▸ 任务详情:
统计下面的记录中含有字符串“boutonniere”的行数，区分大小写，只给出数字。
══ 给定记录 ══
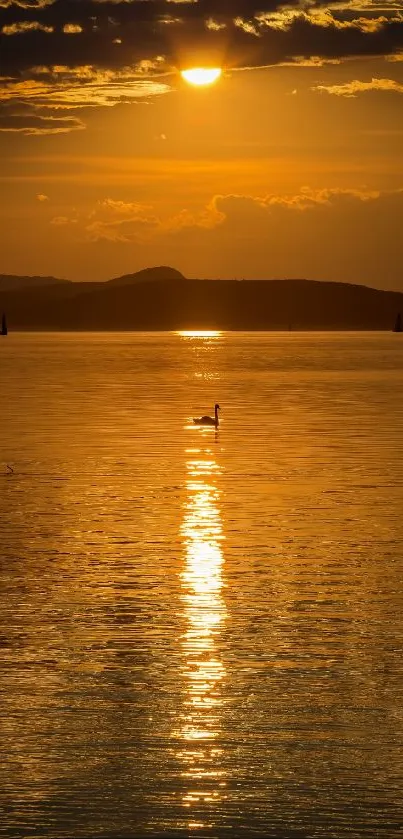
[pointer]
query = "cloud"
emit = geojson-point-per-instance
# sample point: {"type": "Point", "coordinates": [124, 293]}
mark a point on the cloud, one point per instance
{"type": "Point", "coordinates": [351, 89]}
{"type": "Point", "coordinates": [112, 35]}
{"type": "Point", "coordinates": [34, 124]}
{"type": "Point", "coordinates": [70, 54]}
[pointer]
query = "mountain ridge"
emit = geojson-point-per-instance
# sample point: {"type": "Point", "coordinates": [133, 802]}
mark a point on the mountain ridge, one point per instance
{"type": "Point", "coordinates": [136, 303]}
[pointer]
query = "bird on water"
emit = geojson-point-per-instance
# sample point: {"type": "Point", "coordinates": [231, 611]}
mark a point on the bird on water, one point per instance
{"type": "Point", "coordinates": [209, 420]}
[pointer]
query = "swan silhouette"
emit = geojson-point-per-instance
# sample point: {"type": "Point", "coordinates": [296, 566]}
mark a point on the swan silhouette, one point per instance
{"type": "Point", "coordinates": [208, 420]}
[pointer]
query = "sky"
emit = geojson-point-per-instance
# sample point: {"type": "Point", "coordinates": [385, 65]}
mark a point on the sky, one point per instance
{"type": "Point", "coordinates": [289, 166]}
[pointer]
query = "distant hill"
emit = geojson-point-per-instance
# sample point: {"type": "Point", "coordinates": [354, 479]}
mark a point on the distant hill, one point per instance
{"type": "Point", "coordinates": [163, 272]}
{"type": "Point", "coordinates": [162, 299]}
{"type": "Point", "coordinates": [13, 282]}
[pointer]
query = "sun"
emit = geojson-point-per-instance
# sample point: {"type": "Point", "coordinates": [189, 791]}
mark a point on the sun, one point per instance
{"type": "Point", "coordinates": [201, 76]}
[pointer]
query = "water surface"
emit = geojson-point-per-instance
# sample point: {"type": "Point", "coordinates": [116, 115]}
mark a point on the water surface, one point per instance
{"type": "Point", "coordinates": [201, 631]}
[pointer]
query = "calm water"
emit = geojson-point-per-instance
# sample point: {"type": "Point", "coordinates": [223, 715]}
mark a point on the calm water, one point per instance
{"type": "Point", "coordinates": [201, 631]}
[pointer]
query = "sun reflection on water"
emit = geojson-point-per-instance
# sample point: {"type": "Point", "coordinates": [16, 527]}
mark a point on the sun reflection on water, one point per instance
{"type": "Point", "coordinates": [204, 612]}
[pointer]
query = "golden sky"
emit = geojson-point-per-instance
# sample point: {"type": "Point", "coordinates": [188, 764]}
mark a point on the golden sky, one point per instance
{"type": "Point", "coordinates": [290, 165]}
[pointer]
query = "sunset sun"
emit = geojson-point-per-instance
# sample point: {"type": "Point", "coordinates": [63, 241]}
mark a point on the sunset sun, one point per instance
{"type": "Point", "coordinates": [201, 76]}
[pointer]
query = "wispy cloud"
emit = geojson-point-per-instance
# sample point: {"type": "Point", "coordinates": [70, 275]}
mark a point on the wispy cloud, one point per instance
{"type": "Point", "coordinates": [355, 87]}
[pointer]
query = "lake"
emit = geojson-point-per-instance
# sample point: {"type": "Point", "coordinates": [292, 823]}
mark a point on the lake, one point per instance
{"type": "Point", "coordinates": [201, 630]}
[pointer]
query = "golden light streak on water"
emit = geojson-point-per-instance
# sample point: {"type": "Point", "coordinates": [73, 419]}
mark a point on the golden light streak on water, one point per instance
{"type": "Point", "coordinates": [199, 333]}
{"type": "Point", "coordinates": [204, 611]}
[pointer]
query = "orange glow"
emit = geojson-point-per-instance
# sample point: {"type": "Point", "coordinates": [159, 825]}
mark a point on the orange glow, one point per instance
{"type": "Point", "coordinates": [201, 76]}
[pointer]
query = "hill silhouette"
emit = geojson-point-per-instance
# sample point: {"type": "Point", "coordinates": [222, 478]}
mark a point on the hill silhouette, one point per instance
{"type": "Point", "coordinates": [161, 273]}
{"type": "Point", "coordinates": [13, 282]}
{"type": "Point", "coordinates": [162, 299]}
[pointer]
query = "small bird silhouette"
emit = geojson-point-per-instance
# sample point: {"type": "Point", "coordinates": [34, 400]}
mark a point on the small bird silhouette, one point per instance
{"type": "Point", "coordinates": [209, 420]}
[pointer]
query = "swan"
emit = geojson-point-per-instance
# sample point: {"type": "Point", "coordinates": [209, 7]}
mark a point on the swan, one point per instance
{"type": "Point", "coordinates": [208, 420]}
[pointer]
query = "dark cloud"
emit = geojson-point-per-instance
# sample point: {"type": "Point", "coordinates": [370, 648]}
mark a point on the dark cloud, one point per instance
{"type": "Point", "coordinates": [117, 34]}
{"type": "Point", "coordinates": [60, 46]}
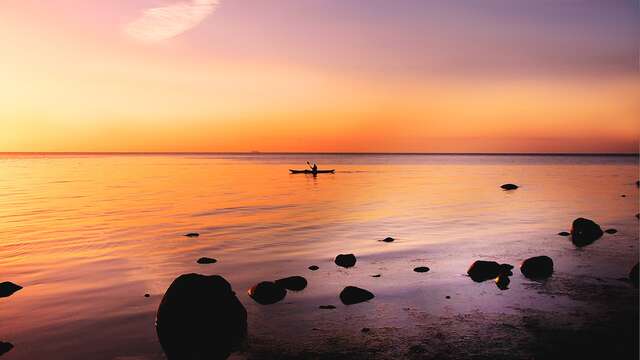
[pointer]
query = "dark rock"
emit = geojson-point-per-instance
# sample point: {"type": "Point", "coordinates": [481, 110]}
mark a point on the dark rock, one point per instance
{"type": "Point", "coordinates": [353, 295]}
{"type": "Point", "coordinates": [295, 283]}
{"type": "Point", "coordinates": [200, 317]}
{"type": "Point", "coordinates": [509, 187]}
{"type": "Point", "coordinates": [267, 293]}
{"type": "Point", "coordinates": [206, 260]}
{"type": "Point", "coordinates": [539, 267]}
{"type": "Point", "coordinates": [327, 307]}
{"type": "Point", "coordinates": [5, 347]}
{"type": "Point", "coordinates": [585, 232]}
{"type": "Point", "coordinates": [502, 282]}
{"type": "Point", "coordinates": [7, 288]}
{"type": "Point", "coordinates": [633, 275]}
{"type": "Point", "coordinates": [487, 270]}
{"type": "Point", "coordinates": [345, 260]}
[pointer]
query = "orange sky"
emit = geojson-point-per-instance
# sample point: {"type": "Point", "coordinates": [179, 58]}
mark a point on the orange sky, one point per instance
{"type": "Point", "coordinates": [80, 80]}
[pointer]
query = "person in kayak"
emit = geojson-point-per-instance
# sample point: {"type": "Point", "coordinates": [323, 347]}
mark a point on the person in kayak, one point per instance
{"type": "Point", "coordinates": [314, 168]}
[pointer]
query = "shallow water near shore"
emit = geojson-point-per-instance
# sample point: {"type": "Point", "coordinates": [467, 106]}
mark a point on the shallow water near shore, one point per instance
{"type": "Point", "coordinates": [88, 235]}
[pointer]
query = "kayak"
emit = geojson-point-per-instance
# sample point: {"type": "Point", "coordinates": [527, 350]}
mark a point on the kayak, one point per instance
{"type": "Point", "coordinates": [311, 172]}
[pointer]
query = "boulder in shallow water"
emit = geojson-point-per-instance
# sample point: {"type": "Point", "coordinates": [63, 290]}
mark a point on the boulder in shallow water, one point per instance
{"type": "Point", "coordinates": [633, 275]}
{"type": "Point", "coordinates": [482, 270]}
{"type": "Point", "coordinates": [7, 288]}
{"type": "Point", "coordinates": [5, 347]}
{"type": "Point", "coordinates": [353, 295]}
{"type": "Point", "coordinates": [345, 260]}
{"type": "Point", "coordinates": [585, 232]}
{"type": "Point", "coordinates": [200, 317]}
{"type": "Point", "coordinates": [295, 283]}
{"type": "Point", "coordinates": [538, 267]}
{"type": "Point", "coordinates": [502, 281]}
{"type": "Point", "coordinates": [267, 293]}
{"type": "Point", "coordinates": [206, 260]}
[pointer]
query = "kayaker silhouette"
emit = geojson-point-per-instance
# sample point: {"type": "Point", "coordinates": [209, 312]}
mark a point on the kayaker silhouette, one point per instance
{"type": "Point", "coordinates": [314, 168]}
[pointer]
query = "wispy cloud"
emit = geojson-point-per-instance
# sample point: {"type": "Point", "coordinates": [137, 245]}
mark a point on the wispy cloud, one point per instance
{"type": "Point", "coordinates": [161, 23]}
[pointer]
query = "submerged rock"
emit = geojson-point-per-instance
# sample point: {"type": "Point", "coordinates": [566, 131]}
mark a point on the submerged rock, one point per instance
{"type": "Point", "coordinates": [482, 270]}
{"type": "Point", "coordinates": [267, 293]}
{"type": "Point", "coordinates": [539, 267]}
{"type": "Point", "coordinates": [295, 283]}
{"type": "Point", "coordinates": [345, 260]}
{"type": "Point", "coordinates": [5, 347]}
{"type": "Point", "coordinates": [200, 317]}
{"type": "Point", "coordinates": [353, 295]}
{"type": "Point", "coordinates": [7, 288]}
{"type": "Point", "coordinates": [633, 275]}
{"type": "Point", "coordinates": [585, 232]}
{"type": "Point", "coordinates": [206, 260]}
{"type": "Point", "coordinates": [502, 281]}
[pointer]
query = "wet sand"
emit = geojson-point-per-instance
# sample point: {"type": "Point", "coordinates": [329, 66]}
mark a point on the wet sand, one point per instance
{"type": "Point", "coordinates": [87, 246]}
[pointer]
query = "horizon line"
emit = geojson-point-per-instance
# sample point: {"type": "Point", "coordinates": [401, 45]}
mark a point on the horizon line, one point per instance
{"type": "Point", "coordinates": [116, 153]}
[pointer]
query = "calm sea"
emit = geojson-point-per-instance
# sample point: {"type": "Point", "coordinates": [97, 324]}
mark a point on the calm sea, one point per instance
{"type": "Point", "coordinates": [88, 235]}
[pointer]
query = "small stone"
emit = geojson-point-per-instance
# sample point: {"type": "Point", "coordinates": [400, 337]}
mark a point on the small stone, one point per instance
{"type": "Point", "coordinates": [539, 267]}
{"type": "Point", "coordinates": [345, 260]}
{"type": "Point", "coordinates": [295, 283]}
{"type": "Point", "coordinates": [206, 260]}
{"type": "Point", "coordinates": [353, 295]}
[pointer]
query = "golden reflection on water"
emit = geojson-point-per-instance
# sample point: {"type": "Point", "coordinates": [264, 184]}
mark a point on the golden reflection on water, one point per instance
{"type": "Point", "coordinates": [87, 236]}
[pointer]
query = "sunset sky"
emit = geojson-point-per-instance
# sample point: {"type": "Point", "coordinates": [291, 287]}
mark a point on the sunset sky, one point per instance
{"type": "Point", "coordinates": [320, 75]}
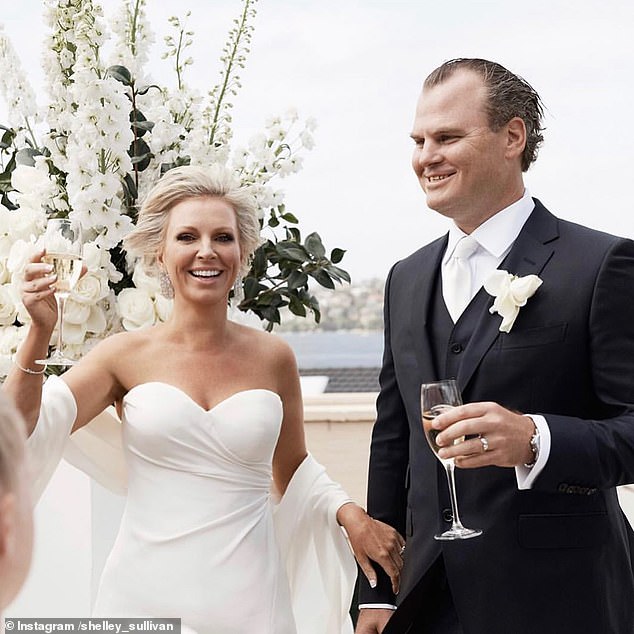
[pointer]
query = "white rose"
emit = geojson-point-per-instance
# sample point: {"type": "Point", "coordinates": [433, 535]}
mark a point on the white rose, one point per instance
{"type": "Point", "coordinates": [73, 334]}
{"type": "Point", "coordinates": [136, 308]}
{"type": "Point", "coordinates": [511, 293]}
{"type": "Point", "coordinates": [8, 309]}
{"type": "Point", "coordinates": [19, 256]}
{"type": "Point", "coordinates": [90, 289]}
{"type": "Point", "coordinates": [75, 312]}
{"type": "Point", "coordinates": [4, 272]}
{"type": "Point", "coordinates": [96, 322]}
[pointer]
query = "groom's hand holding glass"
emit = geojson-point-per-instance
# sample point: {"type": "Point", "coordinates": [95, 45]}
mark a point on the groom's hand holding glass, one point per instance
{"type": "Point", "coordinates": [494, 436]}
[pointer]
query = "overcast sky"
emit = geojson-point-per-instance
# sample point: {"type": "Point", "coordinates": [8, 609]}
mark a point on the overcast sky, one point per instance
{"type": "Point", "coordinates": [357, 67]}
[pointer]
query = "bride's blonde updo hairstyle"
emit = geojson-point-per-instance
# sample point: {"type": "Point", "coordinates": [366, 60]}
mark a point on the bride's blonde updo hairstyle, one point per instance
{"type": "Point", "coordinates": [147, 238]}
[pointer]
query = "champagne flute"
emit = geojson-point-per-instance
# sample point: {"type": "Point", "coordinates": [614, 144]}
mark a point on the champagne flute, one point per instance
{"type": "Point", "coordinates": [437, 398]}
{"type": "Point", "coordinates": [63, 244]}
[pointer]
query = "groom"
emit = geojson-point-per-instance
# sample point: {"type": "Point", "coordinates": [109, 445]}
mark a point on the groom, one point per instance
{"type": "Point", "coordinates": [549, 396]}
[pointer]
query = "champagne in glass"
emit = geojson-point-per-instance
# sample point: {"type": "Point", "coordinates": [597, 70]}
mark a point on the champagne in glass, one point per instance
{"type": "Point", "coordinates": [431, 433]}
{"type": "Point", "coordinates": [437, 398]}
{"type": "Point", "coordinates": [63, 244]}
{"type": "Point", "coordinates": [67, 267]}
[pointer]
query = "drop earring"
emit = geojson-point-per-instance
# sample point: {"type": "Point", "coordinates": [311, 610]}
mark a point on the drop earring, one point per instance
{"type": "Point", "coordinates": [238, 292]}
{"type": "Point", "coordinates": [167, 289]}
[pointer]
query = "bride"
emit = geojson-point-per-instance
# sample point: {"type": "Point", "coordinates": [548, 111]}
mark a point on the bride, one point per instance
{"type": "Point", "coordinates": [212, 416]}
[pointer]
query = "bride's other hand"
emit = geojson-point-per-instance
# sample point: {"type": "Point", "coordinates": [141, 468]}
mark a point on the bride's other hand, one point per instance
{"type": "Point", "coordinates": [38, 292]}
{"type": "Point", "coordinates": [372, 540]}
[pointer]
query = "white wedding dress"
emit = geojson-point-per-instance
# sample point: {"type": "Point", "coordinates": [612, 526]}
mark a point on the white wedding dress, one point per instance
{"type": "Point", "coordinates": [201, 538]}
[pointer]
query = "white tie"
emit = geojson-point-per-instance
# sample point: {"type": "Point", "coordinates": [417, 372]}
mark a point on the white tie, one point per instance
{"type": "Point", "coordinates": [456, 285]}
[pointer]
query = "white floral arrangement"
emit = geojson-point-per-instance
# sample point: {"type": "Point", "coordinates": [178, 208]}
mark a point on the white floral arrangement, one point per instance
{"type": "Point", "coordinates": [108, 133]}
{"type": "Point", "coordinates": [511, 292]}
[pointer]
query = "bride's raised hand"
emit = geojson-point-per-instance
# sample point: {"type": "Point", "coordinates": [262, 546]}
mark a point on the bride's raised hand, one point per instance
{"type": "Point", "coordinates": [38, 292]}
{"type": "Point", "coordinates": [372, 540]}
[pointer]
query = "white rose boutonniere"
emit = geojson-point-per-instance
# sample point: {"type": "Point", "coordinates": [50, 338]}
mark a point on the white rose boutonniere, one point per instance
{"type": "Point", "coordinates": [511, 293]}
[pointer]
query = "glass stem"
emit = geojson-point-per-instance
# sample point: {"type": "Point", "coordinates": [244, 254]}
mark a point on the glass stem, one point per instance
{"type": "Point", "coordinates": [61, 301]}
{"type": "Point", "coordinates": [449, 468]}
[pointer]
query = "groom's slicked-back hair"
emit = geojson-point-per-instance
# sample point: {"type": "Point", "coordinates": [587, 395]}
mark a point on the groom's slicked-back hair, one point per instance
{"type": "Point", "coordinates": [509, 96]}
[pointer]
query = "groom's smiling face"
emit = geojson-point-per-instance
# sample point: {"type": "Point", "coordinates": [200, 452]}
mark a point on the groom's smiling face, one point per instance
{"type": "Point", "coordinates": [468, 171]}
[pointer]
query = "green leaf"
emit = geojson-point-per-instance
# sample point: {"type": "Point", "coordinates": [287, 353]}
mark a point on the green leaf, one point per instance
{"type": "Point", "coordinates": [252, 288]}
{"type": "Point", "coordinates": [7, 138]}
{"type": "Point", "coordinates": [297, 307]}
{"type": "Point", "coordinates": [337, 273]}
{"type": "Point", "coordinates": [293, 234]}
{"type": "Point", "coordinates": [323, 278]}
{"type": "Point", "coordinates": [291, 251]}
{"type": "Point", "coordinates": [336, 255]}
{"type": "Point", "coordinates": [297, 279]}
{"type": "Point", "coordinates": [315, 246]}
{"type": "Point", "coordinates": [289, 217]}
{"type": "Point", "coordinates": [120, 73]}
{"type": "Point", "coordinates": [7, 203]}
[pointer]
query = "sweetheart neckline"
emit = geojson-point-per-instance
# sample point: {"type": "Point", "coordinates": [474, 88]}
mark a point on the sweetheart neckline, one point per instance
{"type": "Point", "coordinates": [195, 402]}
═══
▸ 已完成练习:
2